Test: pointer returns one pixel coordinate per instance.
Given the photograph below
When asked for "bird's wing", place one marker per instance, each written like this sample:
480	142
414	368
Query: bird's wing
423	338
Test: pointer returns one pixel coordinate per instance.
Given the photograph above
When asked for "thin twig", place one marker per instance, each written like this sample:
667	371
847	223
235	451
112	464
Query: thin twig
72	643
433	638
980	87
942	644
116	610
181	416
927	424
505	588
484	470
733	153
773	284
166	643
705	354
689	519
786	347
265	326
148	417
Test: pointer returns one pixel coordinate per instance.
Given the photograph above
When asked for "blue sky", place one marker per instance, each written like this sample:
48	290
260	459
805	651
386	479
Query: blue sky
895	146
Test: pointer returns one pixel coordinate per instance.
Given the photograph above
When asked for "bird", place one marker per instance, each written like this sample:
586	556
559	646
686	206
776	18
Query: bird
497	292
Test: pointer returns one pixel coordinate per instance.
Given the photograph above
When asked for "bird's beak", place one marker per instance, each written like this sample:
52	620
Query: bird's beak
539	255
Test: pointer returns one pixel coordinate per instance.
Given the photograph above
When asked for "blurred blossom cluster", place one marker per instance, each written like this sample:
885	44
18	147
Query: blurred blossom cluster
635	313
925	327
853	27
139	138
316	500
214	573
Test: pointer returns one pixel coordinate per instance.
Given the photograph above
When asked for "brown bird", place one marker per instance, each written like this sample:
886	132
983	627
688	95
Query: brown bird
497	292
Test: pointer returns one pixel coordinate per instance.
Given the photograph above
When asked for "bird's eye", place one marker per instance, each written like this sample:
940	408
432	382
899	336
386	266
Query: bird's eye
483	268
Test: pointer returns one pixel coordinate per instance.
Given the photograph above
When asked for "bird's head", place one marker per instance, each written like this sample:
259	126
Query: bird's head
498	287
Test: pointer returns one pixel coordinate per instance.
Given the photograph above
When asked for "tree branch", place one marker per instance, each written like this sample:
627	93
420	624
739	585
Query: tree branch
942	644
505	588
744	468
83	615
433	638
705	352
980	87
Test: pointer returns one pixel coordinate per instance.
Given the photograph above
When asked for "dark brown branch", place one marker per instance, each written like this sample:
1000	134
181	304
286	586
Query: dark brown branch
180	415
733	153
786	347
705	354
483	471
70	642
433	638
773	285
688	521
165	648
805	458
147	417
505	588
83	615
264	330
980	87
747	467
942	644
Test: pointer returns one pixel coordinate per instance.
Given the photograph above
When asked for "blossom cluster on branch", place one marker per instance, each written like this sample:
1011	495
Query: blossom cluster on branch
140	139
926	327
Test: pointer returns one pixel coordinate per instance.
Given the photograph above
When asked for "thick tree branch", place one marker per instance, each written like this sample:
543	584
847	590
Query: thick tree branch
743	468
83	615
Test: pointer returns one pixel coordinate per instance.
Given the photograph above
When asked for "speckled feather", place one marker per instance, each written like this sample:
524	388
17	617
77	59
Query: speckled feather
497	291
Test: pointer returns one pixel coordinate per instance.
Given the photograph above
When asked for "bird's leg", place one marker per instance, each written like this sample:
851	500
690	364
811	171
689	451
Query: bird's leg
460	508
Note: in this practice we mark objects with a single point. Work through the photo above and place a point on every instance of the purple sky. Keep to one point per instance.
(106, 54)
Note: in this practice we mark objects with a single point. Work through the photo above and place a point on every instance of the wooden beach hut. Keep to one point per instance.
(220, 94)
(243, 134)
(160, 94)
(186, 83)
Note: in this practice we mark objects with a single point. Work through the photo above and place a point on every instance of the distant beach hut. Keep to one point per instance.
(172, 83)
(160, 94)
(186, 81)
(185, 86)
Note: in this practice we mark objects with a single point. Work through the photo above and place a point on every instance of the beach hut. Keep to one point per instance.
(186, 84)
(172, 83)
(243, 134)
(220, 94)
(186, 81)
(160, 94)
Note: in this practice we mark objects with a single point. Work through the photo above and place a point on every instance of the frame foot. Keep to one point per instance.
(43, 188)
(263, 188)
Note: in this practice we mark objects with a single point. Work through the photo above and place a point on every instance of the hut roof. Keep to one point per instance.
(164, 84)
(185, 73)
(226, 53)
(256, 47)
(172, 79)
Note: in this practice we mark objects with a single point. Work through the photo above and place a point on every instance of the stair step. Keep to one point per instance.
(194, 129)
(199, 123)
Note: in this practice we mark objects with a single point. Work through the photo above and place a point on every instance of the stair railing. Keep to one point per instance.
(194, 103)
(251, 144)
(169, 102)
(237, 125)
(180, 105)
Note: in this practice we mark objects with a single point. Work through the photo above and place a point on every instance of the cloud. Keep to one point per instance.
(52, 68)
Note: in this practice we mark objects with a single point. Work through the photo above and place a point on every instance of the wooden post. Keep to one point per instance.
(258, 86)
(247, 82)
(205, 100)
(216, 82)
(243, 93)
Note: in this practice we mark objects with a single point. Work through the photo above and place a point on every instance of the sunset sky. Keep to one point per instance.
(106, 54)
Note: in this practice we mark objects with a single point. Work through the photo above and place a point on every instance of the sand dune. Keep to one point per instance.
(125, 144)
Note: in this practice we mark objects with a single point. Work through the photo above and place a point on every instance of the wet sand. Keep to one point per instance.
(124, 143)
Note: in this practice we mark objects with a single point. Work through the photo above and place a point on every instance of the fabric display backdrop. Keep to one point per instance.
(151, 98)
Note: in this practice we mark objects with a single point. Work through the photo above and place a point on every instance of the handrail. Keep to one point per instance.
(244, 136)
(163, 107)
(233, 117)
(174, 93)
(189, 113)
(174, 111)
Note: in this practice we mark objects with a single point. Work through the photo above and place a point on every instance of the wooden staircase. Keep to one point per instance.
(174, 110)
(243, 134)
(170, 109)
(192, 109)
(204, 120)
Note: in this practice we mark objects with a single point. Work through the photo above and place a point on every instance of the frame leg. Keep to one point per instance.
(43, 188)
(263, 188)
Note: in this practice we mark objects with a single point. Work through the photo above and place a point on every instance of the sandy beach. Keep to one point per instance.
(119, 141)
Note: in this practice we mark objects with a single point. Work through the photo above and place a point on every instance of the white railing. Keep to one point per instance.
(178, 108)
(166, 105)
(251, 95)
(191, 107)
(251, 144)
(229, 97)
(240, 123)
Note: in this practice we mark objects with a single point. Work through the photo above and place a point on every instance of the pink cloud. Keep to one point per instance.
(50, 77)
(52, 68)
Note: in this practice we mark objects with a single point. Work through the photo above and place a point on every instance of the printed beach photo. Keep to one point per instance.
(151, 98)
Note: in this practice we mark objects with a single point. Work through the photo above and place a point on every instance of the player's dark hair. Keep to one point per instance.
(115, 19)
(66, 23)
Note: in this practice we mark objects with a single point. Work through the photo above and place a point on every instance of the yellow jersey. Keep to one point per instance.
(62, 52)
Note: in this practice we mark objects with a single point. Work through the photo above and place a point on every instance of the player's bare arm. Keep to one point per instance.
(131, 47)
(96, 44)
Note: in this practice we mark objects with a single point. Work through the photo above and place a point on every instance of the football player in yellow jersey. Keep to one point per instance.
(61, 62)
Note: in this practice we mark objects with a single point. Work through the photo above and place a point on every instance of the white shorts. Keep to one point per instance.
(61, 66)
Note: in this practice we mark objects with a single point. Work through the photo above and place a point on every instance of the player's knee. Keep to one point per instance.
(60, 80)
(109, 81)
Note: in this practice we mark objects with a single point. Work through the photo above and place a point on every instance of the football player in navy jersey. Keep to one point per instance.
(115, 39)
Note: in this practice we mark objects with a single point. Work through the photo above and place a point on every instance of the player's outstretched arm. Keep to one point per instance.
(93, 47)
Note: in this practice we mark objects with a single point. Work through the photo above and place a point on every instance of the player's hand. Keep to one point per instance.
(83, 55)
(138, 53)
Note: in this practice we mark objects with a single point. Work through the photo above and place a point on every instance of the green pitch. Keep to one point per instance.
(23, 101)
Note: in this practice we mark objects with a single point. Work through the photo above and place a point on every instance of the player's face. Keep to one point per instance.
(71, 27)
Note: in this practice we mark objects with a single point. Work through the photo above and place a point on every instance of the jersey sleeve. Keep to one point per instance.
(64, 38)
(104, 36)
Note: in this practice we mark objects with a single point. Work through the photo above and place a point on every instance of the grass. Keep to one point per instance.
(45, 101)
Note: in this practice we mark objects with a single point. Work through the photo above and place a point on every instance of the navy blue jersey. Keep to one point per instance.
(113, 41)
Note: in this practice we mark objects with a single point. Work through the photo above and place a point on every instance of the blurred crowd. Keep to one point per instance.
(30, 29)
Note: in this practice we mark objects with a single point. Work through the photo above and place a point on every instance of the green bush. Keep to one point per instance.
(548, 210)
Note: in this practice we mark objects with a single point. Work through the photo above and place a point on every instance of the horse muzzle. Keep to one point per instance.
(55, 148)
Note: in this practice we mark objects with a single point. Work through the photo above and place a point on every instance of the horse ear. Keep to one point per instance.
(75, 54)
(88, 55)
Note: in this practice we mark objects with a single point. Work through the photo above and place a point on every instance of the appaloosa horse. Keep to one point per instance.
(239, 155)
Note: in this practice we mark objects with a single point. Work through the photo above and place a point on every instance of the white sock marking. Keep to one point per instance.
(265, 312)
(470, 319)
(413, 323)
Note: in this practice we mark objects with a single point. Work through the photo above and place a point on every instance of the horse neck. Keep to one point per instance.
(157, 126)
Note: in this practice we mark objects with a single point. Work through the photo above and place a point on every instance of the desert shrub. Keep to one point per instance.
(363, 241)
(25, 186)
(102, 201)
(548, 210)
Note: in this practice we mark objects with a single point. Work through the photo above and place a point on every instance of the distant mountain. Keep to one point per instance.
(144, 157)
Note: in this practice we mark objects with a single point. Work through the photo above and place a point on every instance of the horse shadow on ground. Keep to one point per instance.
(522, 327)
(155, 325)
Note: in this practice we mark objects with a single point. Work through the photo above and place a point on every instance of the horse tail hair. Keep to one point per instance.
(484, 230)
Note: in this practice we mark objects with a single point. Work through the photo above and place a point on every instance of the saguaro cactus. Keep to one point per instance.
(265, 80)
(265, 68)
- - - - -
Objective >> Locate the line with "ear. Keep to one point per instance." in the entries above; extract it and every line after it, verbatim.

Solved problem >>
Note: in this practice we mark objects with a single point. Work through the photo above and place a point on every instance of the horse ear. Keep to one point per instance.
(75, 54)
(88, 55)
Note: in this practice we mark objects with a single point. Work through the photo above and place a point on every instance of the appaloosa horse. Keep to one point per instance.
(239, 155)
Note: in this practice we mark objects with a single point. Work through the photo above and place a point on every instance of the white sock marking. Keep to one point per instance.
(265, 312)
(470, 319)
(413, 323)
Note: in this practice we mark objects with a single point. Work through the photo above and place a point on every instance of the horse neck. Keep to one point per instance.
(157, 126)
Note: in this practice we mark objects with a single point. Work through the photo above and place a point on every instance of the desert shrub. Keep to one point per instance.
(363, 241)
(25, 186)
(102, 201)
(548, 210)
Note: in this practice we mark objects with a single point. Work through the photo above and place a point on every instance of the distant mountain. Keep to one point per instance.
(144, 157)
Note: in this practice we mark objects with a single point. Work through the photo above and place a point on every instance of the horse shadow on ground. Keep to one point per instance.
(522, 327)
(155, 325)
Note: in this practice we mark objects with a single point. Work through the photo above and place a point on every instance of the horse tail hair. Keep to one point per instance.
(484, 230)
Note: in this practice we mark objects with a single point. Work through the photo above and place a point on every instance of the saguaro cactus. Keep to one point per instance.
(265, 80)
(265, 68)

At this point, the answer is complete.